*WRITTEN REQUEST:* Repeat precisely, and only, the lines between the line containing "Could you please annotate the tufted" and the end of the listing below, both ends included.

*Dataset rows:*
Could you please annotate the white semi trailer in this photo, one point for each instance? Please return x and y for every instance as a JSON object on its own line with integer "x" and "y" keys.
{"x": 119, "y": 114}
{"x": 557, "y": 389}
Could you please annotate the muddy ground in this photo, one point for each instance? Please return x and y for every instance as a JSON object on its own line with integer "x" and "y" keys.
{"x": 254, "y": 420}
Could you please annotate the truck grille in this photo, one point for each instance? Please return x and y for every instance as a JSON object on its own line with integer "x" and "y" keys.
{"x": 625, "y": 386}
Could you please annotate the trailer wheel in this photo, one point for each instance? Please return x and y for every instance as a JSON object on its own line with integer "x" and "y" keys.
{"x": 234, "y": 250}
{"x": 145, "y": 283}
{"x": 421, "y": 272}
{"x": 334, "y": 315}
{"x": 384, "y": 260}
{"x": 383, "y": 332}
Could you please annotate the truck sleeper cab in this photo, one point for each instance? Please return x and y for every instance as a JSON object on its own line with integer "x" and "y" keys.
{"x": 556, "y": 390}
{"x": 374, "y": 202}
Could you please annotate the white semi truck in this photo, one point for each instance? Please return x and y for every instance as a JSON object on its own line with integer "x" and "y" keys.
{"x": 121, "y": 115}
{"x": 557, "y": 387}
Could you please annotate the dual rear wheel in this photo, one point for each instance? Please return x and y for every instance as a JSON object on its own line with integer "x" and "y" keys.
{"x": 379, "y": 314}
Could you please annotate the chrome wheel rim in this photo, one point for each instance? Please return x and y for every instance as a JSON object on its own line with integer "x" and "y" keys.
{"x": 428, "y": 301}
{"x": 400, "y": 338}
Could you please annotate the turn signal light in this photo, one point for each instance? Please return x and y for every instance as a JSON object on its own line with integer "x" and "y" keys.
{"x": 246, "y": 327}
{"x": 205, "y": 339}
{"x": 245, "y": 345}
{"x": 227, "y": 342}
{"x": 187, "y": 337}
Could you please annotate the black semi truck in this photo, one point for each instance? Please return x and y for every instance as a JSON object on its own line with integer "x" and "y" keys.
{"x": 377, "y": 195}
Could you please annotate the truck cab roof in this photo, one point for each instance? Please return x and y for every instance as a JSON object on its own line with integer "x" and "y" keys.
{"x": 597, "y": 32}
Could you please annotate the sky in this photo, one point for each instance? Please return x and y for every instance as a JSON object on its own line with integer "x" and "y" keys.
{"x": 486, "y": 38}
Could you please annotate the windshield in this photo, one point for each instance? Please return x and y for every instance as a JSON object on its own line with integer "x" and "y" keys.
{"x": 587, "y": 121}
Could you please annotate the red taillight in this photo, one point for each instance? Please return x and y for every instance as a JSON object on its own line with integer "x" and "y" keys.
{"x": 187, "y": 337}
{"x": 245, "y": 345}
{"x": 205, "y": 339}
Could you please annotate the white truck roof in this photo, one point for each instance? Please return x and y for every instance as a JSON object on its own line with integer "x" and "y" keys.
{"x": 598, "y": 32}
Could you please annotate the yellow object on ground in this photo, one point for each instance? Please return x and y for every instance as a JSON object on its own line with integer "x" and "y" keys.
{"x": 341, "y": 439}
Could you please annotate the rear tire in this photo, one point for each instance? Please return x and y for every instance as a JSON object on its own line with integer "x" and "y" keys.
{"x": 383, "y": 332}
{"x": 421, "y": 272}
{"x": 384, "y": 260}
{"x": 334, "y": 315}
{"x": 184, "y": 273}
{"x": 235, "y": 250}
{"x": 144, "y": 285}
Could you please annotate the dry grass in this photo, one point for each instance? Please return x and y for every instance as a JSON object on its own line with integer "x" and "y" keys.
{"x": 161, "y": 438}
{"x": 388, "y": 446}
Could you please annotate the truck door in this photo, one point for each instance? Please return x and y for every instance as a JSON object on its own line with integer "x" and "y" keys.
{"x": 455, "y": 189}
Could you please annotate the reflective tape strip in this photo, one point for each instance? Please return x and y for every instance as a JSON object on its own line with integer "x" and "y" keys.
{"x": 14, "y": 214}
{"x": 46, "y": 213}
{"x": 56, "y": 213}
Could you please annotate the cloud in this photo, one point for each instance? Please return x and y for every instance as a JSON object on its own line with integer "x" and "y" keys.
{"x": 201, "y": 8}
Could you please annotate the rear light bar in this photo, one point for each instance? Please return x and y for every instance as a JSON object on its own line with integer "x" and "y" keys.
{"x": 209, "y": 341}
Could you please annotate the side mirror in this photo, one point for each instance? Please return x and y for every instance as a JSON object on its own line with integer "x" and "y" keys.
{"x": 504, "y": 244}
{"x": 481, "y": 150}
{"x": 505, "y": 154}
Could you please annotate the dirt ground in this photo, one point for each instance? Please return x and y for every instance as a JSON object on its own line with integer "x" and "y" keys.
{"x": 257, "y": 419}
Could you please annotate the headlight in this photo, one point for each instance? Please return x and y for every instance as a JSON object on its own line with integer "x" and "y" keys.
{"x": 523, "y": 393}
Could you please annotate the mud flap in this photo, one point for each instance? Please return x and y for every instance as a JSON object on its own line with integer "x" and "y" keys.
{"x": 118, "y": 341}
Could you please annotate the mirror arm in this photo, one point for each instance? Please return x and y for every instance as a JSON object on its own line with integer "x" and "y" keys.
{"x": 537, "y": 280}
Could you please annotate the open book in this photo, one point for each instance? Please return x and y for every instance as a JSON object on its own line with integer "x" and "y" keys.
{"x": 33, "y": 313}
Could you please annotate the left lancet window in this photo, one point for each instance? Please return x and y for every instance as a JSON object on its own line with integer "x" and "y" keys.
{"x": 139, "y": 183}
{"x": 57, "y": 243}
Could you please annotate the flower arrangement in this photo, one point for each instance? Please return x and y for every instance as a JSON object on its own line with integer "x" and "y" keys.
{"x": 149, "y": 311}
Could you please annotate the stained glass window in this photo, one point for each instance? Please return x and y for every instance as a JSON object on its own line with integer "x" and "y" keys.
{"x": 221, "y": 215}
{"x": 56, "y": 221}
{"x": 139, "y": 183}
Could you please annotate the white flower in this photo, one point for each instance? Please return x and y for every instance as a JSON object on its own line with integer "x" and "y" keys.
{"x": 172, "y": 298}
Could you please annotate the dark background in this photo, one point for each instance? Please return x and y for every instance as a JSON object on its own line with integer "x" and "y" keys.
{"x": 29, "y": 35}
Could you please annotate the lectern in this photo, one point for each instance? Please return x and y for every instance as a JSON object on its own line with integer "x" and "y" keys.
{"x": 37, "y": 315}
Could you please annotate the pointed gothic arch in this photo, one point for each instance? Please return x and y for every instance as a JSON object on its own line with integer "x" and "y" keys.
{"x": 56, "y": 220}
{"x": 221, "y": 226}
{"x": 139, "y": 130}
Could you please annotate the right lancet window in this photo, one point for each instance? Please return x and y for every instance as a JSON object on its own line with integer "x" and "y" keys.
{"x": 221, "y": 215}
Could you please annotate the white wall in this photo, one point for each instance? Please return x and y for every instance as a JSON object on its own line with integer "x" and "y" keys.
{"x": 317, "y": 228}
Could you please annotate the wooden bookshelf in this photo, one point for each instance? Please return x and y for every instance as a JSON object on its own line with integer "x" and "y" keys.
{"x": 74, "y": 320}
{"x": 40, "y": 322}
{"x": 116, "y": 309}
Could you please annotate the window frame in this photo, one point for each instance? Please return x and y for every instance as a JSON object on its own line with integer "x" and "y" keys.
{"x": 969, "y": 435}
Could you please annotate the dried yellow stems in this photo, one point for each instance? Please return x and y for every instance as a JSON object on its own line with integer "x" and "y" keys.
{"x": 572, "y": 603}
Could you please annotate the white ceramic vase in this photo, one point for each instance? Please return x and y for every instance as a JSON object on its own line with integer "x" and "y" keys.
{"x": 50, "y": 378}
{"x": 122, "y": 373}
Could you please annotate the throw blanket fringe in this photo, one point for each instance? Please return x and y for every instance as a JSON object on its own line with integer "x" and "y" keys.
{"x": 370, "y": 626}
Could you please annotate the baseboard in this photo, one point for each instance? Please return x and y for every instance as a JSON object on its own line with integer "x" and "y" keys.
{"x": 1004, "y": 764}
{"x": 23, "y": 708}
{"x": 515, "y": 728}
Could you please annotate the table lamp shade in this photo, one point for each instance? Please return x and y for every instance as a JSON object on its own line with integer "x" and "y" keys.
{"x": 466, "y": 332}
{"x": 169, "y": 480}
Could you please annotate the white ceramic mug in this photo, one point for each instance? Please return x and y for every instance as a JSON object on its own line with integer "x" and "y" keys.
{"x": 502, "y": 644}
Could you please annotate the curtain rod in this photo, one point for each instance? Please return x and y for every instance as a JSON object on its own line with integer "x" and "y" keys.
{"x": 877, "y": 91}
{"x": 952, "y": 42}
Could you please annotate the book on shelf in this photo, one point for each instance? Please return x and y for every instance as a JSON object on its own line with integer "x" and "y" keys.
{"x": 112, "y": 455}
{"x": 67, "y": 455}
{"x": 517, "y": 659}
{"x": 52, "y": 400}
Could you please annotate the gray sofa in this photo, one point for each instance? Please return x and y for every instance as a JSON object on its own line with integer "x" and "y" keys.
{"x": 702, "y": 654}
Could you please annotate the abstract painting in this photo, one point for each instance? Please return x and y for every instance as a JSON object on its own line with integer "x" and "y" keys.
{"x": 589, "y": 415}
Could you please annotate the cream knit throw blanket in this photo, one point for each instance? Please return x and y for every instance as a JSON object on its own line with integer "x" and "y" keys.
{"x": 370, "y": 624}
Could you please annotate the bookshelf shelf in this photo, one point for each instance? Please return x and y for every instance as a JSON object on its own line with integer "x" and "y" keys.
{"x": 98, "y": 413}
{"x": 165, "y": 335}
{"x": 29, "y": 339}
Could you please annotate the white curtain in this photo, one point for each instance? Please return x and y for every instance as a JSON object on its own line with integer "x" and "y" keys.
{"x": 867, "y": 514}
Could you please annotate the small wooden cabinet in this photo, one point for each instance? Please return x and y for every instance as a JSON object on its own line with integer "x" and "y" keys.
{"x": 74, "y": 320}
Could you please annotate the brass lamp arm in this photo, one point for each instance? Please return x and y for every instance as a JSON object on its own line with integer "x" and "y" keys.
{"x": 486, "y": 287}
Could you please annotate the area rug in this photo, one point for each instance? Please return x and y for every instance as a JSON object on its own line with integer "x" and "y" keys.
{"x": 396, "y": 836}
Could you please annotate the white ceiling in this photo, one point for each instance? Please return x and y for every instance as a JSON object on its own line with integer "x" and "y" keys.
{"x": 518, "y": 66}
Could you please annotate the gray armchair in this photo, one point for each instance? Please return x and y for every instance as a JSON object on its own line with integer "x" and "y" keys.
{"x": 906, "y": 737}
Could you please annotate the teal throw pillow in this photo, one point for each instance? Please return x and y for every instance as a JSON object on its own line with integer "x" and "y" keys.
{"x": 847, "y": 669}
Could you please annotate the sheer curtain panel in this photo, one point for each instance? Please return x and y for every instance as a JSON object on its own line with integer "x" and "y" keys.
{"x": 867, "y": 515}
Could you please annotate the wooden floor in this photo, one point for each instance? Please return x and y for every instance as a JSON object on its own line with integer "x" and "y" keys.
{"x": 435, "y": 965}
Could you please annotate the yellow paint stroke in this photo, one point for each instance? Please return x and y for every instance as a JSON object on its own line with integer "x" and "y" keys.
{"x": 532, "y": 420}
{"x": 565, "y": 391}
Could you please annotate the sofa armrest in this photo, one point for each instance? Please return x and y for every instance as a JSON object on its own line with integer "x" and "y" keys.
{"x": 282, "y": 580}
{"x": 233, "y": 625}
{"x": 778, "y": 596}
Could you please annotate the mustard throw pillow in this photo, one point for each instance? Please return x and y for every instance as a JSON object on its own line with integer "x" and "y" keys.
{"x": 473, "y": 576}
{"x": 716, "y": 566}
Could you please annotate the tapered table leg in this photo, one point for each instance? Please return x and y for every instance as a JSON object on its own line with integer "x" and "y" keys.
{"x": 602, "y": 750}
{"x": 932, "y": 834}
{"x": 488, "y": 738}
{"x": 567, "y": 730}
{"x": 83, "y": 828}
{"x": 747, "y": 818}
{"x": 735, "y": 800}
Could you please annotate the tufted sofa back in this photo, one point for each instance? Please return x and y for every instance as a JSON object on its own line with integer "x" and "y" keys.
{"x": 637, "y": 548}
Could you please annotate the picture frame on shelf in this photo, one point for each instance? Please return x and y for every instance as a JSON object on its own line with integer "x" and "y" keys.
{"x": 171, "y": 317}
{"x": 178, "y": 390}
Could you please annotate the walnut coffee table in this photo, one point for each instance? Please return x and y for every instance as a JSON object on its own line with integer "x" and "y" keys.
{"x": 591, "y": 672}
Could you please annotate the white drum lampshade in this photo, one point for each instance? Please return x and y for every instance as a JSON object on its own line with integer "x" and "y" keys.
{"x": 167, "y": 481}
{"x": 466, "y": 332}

*RESPONSE BELOW:*
Could you please annotate the tufted sofa back in this photo, one point for each instance? Please return x and y for every instance as a JSON object on its own line with integer "x" and "y" keys.
{"x": 637, "y": 548}
Could you please annotate the picture frame on shelf in this photo, one point for each instance? Please return x and y for every instance as a JSON object on its own line with integer "x" and "y" keys.
{"x": 171, "y": 317}
{"x": 178, "y": 390}
Could you please annotate the walnut coffee table in this photo, one point for each instance? Please return x and y for every instance as a JSON object on its own line with integer "x" and "y" keys.
{"x": 591, "y": 672}
Could you please annotate the white drum lampshade in this photo, one point for each instance? Please return x and y for every instance as a JSON object on its own line with integer "x" and "y" keys.
{"x": 167, "y": 481}
{"x": 466, "y": 332}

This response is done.